Your instructions: Every line of the data below is to be retyped exactly.

Saved entries:

■ ■ ■ ■ ■

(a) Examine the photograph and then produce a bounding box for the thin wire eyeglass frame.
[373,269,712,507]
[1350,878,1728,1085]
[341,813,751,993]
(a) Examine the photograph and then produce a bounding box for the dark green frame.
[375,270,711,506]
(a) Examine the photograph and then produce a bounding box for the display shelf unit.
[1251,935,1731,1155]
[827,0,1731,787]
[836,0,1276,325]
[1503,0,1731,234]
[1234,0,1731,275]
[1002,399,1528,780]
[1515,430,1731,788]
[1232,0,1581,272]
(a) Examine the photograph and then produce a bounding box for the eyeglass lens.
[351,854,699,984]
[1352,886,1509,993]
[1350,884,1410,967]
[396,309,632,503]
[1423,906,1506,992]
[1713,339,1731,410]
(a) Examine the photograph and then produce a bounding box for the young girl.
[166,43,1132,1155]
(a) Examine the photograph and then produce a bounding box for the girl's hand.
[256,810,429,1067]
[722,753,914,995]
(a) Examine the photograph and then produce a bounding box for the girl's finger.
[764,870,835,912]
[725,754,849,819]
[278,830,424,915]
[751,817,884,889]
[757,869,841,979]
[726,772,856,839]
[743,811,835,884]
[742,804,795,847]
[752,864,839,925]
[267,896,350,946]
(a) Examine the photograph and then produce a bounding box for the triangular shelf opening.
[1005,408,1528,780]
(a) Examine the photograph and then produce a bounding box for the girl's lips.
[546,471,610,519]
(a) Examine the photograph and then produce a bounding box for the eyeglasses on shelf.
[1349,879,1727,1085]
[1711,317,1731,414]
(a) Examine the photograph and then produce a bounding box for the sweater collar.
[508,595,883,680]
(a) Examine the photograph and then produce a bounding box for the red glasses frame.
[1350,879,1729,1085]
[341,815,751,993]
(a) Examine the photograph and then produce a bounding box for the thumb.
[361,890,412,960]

■ ■ ■ ■ ■

Solution to the exercise:
(a) Examine the photograph and then produce a bounding box for the thin wire eyeglass frame.
[373,269,712,507]
[1350,878,1728,1085]
[341,813,751,993]
(a) Examine the photograph and then produce a bounding box for the dark green frame.
[375,270,711,506]
(a) Examine the photograph and then produce a bounding box for the display shelf unit.
[1251,935,1731,1155]
[827,0,1731,787]
[836,0,1276,325]
[1503,0,1731,234]
[1234,0,1731,275]
[1002,399,1528,780]
[1515,430,1731,788]
[1232,0,1581,272]
(a) Examine the photograph and then produce a bounding box for the eyeglass lens.
[351,854,699,984]
[1352,886,1509,993]
[1350,884,1410,967]
[396,309,632,503]
[1423,906,1506,992]
[1713,339,1731,410]
(a) Examine the photograph and then produce a bounding box for the young girl.
[166,43,1132,1155]
(a) Examine the photograph and then produce a bounding box for the girl's hand.
[256,810,429,1067]
[722,753,914,995]
(a) Examine the photograph and then produce a bounding box for the girl's finger.
[764,870,835,912]
[725,754,849,819]
[278,830,424,915]
[751,817,884,889]
[757,869,841,979]
[726,772,856,839]
[743,811,835,884]
[742,804,795,847]
[752,864,839,925]
[267,896,350,946]
(a) Examine the photograph and then produce a bounding box for the triangular shelf opening.
[1005,408,1528,780]
(a) Examine the photograph and then produce a bounding box for the girl's lips.
[546,471,610,519]
(a) Examine the photograph and then produce a bounding box for the eyeglasses on shelf.
[1349,879,1727,1085]
[1711,317,1731,414]
(a) Examine the photograph and then produce a bounding box for the sweater collar.
[508,595,883,680]
(a) Examine the photograph and then produce a bounding box for the red glasses frame.
[1350,879,1729,1085]
[341,815,751,993]
(a) Examine the photograph and then produce a bounding box for the thumb.
[361,890,412,960]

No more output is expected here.